═══ Records shown

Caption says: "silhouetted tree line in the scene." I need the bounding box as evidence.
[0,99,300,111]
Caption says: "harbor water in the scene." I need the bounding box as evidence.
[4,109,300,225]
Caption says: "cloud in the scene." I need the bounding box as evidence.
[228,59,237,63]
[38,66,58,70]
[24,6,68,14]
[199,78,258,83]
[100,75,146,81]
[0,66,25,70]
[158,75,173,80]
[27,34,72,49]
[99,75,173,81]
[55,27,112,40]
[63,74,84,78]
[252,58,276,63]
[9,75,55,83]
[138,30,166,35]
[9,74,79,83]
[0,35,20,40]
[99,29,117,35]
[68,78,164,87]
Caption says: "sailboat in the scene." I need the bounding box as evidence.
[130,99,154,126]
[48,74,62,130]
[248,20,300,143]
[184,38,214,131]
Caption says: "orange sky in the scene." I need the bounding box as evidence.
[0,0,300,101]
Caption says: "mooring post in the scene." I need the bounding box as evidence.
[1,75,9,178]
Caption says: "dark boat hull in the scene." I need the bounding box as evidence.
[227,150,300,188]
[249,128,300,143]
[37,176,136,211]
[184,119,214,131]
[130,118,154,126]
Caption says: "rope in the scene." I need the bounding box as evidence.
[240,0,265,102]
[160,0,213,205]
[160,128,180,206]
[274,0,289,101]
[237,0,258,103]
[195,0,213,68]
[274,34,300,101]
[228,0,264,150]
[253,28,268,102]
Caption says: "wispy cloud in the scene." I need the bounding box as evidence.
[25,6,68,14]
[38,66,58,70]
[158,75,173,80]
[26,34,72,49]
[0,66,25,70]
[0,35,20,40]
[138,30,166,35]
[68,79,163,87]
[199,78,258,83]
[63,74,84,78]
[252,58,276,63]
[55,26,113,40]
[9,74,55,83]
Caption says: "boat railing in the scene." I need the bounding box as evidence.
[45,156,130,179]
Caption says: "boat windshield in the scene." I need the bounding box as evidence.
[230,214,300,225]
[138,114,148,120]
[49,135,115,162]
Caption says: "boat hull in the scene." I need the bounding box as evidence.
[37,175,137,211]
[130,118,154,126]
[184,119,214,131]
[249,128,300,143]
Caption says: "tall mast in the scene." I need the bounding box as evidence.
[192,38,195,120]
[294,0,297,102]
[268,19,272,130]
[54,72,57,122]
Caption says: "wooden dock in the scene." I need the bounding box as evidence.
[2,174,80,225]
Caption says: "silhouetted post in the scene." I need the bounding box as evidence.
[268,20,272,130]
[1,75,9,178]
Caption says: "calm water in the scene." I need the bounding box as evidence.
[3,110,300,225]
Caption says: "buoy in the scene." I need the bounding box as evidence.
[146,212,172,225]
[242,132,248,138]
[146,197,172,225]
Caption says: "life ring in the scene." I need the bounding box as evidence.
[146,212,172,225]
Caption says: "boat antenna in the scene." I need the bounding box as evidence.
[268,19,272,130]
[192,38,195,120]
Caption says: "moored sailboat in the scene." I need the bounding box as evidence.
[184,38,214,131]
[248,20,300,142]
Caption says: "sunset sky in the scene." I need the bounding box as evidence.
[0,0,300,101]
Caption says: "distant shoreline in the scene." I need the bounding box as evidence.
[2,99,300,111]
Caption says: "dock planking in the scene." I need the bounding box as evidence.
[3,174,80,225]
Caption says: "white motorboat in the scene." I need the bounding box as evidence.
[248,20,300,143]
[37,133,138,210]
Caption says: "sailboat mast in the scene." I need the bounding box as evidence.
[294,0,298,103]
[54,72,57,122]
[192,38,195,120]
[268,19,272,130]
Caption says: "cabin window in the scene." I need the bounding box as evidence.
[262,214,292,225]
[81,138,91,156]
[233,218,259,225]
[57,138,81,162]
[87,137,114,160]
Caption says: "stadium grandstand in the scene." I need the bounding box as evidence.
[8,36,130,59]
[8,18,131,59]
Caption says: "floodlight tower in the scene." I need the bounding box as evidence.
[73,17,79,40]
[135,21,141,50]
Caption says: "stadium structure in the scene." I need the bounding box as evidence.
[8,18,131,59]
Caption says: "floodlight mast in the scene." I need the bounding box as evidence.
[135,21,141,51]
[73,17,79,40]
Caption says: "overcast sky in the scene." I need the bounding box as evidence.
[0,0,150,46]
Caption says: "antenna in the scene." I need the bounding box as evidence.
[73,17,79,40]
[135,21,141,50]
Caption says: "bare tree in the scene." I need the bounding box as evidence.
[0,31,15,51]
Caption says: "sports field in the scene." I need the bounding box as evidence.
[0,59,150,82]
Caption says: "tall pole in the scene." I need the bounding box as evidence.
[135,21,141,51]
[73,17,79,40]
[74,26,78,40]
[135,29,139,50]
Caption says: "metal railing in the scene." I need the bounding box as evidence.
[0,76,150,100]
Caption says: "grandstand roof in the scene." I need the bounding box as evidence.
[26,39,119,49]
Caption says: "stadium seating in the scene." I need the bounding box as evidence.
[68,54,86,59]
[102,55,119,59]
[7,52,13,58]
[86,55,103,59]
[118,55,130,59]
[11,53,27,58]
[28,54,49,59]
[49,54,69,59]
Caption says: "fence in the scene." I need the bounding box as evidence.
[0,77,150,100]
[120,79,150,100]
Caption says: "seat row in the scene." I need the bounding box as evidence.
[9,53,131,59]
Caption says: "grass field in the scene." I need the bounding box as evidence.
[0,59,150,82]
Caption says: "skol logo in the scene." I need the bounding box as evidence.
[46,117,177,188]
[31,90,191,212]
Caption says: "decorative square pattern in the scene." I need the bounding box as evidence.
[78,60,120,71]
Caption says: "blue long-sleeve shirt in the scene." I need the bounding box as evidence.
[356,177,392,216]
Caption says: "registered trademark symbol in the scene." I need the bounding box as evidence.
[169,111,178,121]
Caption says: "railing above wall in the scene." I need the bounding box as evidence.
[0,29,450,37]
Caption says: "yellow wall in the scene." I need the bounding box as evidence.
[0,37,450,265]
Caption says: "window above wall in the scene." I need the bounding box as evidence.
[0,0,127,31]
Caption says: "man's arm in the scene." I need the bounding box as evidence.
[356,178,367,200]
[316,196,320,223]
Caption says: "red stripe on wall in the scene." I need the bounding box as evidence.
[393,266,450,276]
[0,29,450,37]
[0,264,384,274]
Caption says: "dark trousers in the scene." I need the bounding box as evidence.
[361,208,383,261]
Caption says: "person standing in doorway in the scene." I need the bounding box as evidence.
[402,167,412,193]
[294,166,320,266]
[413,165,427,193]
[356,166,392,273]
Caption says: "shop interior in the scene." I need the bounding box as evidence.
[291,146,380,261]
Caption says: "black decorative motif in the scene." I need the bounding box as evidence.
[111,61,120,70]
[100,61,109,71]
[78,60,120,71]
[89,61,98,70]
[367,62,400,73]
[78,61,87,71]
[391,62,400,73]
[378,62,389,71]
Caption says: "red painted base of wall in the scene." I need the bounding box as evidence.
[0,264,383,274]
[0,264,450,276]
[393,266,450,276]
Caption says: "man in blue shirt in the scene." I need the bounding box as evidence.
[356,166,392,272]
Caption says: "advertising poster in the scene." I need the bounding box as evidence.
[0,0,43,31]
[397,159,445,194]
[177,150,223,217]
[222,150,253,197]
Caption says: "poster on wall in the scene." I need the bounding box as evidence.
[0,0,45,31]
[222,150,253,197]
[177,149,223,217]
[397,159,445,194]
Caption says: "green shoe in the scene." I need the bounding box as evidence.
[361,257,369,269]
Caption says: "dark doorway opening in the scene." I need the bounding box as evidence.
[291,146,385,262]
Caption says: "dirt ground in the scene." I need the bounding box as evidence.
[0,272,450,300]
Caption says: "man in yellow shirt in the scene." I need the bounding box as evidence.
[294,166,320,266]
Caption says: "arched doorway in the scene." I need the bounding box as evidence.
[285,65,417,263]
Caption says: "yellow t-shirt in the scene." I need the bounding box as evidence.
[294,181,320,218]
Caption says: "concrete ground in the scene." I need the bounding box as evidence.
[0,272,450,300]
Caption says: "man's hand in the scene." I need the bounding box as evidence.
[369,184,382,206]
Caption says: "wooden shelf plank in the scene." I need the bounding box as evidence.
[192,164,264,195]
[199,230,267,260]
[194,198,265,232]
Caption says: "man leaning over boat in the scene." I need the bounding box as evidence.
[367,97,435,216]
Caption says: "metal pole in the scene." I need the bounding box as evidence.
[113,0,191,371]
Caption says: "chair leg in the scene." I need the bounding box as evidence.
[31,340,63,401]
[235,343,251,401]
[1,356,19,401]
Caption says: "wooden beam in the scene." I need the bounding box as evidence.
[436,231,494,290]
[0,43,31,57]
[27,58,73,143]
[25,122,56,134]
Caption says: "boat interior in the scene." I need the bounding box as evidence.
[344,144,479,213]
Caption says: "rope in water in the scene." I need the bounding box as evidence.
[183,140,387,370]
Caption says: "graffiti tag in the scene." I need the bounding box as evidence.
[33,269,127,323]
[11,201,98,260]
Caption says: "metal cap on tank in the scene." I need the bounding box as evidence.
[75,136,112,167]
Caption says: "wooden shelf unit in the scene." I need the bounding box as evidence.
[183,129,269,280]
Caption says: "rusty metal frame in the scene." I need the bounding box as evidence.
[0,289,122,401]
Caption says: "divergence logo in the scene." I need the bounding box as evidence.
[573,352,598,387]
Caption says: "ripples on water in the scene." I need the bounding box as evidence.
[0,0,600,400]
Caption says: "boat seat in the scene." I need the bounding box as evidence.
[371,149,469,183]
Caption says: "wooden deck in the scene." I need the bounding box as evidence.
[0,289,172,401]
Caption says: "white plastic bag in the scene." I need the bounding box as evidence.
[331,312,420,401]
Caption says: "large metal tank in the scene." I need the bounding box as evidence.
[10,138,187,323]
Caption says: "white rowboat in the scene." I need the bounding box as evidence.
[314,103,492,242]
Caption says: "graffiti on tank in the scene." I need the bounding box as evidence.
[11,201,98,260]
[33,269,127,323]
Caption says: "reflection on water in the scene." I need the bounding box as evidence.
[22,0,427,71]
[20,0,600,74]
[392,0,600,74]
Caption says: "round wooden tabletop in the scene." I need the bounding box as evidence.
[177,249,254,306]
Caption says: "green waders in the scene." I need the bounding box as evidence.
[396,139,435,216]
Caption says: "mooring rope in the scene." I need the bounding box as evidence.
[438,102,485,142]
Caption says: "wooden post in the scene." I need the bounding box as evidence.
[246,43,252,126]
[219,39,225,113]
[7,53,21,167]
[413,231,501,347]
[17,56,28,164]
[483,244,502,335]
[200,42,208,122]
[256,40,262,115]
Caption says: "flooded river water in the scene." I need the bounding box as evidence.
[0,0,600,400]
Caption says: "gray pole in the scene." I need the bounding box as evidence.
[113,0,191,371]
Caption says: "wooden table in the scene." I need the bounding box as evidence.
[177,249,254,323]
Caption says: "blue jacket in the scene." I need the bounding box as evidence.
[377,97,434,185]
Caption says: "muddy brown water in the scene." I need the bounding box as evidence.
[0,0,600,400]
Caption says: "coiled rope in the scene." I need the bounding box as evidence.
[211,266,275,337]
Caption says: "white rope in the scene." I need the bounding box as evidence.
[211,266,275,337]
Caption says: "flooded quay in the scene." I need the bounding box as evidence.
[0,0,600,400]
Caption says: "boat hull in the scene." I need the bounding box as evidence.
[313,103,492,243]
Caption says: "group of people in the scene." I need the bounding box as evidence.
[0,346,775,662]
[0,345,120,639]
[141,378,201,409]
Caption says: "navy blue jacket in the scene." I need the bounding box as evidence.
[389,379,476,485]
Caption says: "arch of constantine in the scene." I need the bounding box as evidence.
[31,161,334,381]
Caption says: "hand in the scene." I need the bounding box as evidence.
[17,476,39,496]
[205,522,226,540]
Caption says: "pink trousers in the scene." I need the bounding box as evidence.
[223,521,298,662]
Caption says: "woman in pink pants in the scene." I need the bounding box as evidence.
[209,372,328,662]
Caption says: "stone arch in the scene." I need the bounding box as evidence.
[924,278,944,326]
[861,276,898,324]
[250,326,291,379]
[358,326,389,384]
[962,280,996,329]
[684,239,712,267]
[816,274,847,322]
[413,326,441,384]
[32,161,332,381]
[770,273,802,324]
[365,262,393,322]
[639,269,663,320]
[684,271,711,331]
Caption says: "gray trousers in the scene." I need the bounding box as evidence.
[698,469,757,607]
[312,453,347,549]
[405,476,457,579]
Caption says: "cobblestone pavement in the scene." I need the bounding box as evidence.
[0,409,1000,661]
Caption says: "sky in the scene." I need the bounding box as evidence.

══════

Rewrite the lines from the line with "brown water in" through the line with "[313,103,492,243]", switching every "rope" to "cord" and leaving all else unchanged.

### Task answer:
Caption says: "muddy brown water in the scene." I need the bounding box as evidence.
[0,0,600,400]
Caption says: "coiled cord in the scene." I need the bounding box as evidence.
[211,266,275,337]
Caption says: "white cord in the scene." I need the bounding box as evidence.
[211,266,275,337]
Caption says: "flooded quay in the scene." I need the bounding box as evidence.
[0,0,600,400]
Caption says: "boat hull in the scene." I need the bounding box as evidence.
[313,103,492,243]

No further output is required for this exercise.